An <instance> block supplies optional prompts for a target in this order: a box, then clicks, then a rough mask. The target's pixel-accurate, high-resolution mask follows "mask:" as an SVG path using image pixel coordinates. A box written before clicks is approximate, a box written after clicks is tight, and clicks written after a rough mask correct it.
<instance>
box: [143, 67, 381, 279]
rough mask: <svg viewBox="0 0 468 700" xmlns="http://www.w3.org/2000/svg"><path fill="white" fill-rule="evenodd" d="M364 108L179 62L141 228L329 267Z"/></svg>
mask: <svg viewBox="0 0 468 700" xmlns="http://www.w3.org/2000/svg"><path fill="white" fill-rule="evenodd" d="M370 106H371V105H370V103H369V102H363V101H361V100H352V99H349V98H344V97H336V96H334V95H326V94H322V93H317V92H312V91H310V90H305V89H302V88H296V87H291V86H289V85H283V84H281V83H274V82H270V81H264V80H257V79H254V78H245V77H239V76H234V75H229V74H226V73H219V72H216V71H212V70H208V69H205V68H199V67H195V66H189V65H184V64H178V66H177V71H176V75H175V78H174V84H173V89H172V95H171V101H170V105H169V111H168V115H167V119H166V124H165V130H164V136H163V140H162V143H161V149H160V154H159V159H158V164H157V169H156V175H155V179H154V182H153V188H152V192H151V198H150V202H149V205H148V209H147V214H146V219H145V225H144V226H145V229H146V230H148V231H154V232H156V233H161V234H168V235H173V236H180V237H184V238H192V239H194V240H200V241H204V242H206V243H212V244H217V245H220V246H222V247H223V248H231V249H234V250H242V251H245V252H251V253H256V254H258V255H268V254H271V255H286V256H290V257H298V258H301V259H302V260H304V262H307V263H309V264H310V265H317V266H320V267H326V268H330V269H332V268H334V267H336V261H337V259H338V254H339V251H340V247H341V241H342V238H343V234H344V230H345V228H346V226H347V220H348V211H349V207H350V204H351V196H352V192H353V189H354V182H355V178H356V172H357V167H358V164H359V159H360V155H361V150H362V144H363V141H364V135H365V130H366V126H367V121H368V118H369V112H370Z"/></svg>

WHAT IS NEEDED:
Update these lines by replacing "rough mask" with "coarse mask" everywhere it occurs, and leave everything else unchanged.

ANSWER TO THE PROBLEM:
An <instance> block supplies optional prompts for a target in this order: a box, then clicks, then a coarse mask. The target's pixel-accurate, high-resolution mask follows "mask:" as an SVG path using image pixel coordinates. A box written before clicks is approximate, a box written after clicks is tight, and clicks written after a coarse mask correct it.
<instance>
box: [143, 67, 381, 279]
coarse mask: <svg viewBox="0 0 468 700" xmlns="http://www.w3.org/2000/svg"><path fill="white" fill-rule="evenodd" d="M364 108L179 62L141 228L329 267Z"/></svg>
mask: <svg viewBox="0 0 468 700" xmlns="http://www.w3.org/2000/svg"><path fill="white" fill-rule="evenodd" d="M370 106H371V105H370V103H369V102H363V101H361V100H352V99H349V98H344V97H336V96H334V95H326V94H322V93H317V92H312V91H310V90H305V89H302V88H296V87H291V86H289V85H283V84H281V83H274V82H270V81H264V80H257V79H254V78H245V77H239V76H234V75H229V74H226V73H219V72H216V71H212V70H208V69H205V68H199V67H195V66H189V65H184V64H178V66H177V71H176V75H175V78H174V84H173V89H172V95H171V101H170V105H169V111H168V115H167V119H166V124H165V130H164V136H163V140H162V143H161V149H160V154H159V159H158V164H157V169H156V175H155V179H154V182H153V188H152V192H151V198H150V202H149V205H148V209H147V214H146V219H145V225H144V226H145V229H146V230H148V231H154V232H156V233H161V234H168V235H173V236H180V237H184V238H192V239H194V240H200V241H204V242H206V243H212V244H217V245H220V246H222V247H223V248H231V249H234V250H242V251H245V252H251V253H256V254H258V255H268V254H271V255H286V256H290V257H298V258H301V259H302V260H304V262H307V263H309V264H310V265H317V266H320V267H326V268H330V269H332V268H334V267H336V261H337V259H338V254H339V251H340V247H341V241H342V238H343V234H344V230H345V228H346V226H347V220H348V211H349V207H350V204H351V196H352V192H353V189H354V182H355V178H356V172H357V167H358V164H359V159H360V155H361V150H362V144H363V141H364V135H365V130H366V126H367V121H368V118H369V112H370Z"/></svg>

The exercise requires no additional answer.